WHAT YOU WILL DO |
A) In the E&P metrics passage, rewrite the stretch from "My rebuttal: you" through "rate of 70%.", replacing "ROCE" with "return on capital employed".
B) Summarize the E&P metrics passage in two sentences.
C) Write the next part of the E&P metrics passage, picking up after its final sentence.

TEXT SECTION |

*** Begin section ***

My rebuttal: you are correct, the future is uncertain. There is zero guarantee the E&P industry will have better ROCE going forward. But rather than add another 3,000 words to re-litigate what I just wrote, here are metrics I would focus on:
Can a company on an organic basis (i.e., excluding acquisitions/divestitures of produce volumes) achieve 0%-3% annual production growth at a maximum reinvestment rate of 70%.
If they can, I believe the odds favor incremental increases in ROCE and, by definition, the generation of free cash flow.
I would also expect net debt (excluding net M&A) to decline. In a future note I will discuss the concept of future proofing for long-term energy transition; a fortress balance sheet will be a key feature of that.
It’s not as simple as these three metrics if you are running a company. But for investors, I think modest organic production growth, <70% reinvestment rates, and decreasing net debt are excellent and easily trackable coincident indicators that portend the fate of future ROCE.

*** End section ***

STORED DATA |
*** Begin section ***

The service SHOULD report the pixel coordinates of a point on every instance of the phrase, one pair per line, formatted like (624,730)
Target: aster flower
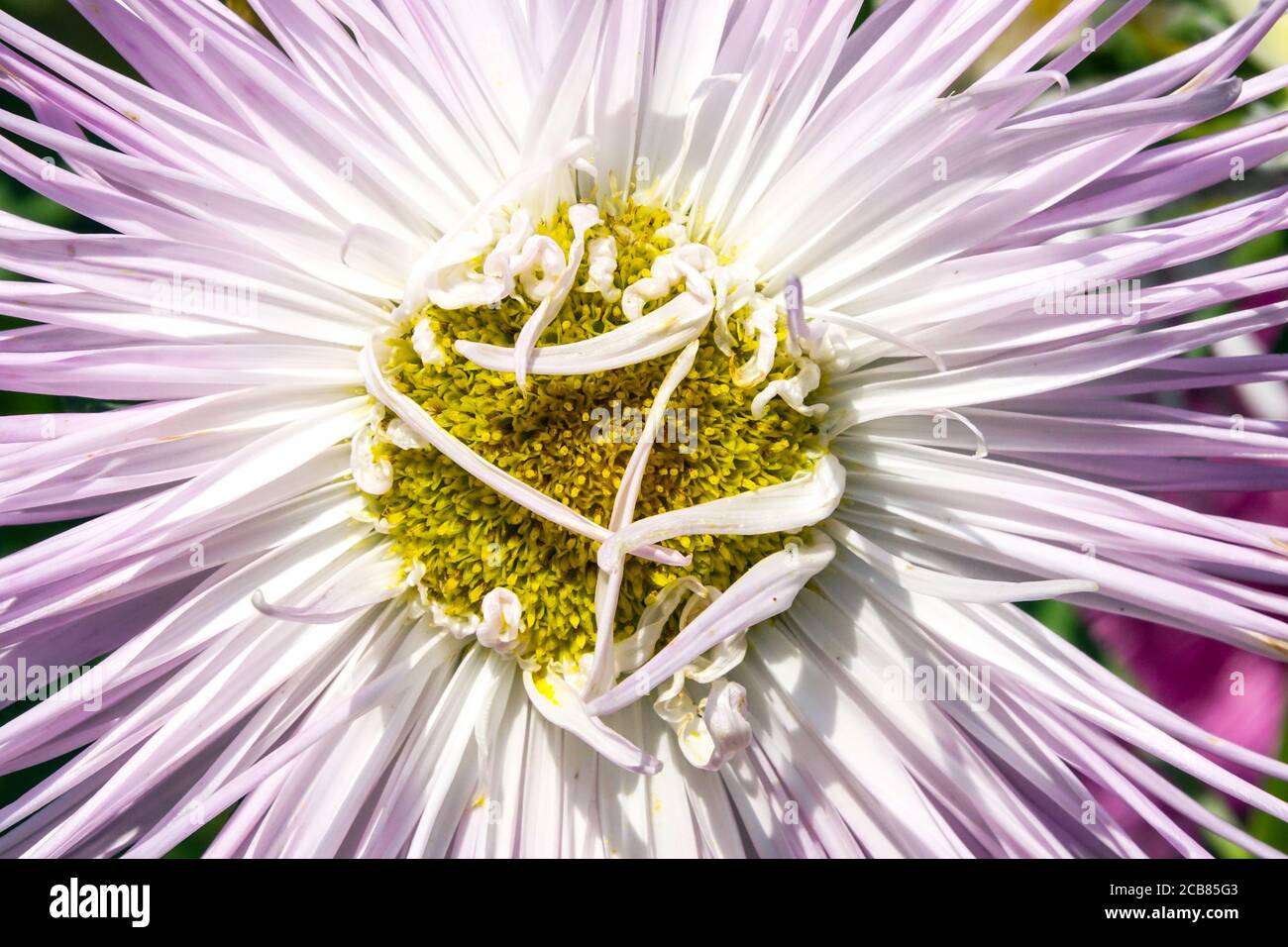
(574,428)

*** End section ***

ANSWERS PROVIDED |
A)
My rebuttal: you are correct, the future is uncertain. There is zero guarantee the E&P industry will have better return on capital employed going forward. But rather than add another 3,000 words to re-litigate what I just wrote, here are metrics I would focus on:
Can a company on an organic basis (i.e., excluding acquisitions/divestitures of produce volumes) achieve 0%-3% annual production growth at a maximum reinvestment rate of 70%.

B) The author concedes there is no guarantee of better ROCE for the E&P industry and suggests watching whether a company can grow production organically by 0%-3% a year at a reinvestment rate of no more than 70% while its net debt declines. Running a company involves more than these three metrics, but for investors they are excellent, easily trackable coincident indicators of future ROCE.

C)
On a personal note…
In the first ROCE Deep Dive post I recognized my JPMIM colleagues circa 1995-1999 for starting me on the normalized ROCE road. The first executive to do so was Forrest Hoglund, legendary CEO of Enron Oil & Gas (now EOG Resources). This would have been in the February/March 1994 time frame (possibly 1993) as I was still at Petrie Parkman in Denver at the time. A major point of Mr. Hoglund’s remarks focused on the critical importance of generating strong full-cycle returns on capital. No E&P at the time—and frankly very few since—have stressed the importance of ROCE. That legacy has served EOG very well over my 30 year career, as one of the few truly returns-focused E&Ps. What I have always most appreciated about EOG is that when ROCE has declined, they have acknowledged it and articulated an ROCE-improvement strategy. Corporate culture matters and EOG continue to benefit from Forrest Hogland’s legacy.
Disclaimer
I certify that these are my personal, strongly held views at the time of this post. My views are my own and not attributable to any affiliation, past or present. This is not an investment newsletter and there is no financial advice explicitly or implicitly provided here. My views can and will change in the future as warranted by updated analyses and developments. Some of my comments are made in jest for entertainment purposes; I sincerely mean no offense to anyone that takes issue.
Regards,
Arjun
Appendix A: Previous Post in ROCE Deep Deep Series
Appendix B: Definitions and Clarifications
Oily E&Ps include a universe of 21 US-based companies (some of which have since merged) that I track. They are mostly but not entirely shale E&Ps even as that was more of the focus here (e.g., Hess and Noble Energy). No integrated oils are included in this group. All data is from Bloomberg and S&P Capital IQ.
E&Ps - Exploration and production companies
ROCE - return on capital employed
IRR - internal rate of return
Thank you once again Arjun for systematically laying out the dynamics of Shale 1.0.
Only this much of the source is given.